▶ Exercise details
Answer these questions from the forum thread on deformable convolution that follows:
1. What value does the model.py line quoted in the first comment give for kernel_size?
2. What is the retrained version of D3Dnet with temporal deformation called?
3. Which table reports the MOVIE/T-MOVIE results?

Why 3D defromable conv was performed along "HW" instead of "THW" in your model?

jianpengz commented 3 years ago

Thanks for the repo. I wonder why you employed 3D deformable convolution along only "HW" dimensions (self.dcn0 = DeformConvPack_d(nf, nf, kernel_size=3, stride=1, padding=1, dimension='HW') in model.py file), instead of "THW" in your model?

XinyiYing commented 3 years ago

Thanks for this comment. We have conducted several experiments to investigate the influence of deformation in temporal dimension. Specifically, we relaxed the temporal deformation constraint to perform deformations in all three dimensions and retrained D3Dnet with temporal deformation (i.e., D3Dnet-T) from scratch. The training settings were kept identical to our paper. The quantitative results (i.e., PSNR/SSIM, MOVIE/T-MOVIE) are reported in Tables 1 and 2, respectively.

▶ Available data

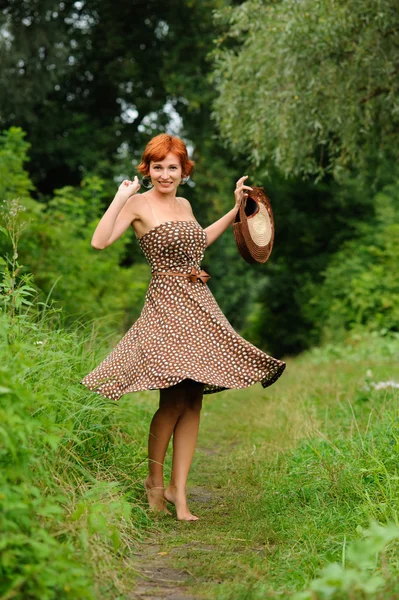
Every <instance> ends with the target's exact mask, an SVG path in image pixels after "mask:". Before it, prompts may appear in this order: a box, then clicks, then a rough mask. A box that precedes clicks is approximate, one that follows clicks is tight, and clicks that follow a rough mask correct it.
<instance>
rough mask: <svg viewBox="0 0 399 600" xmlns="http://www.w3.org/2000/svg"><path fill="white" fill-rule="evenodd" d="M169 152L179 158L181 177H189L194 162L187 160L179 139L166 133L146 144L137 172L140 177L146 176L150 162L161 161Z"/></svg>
mask: <svg viewBox="0 0 399 600" xmlns="http://www.w3.org/2000/svg"><path fill="white" fill-rule="evenodd" d="M169 152H173V154H176V156H178V157H179V160H180V164H181V168H182V172H183V175H185V176H186V177H188V176H189V175H191V172H192V170H193V167H194V161H193V160H190V159H189V158H188V152H187V148H186V144H185V143H184V142H183V140H181V139H180V138H178V137H176V136H173V135H169V134H167V133H160V134H159V135H157V136H155V137H154V138H152V140H150V141H149V142H148V144H147V146H146V147H145V150H144V152H143V156H142V157H141V163H140V164H139V166H138V167H137V170H138V171H139V173H141V174H142V175H148V174H149V172H150V162H151V161H152V160H153V161H154V162H159V161H161V160H163V159H164V158H165V157H166V155H167V154H168V153H169Z"/></svg>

▶ Exercise solution
1. 3
2. D3Dnet-T
3. Table 2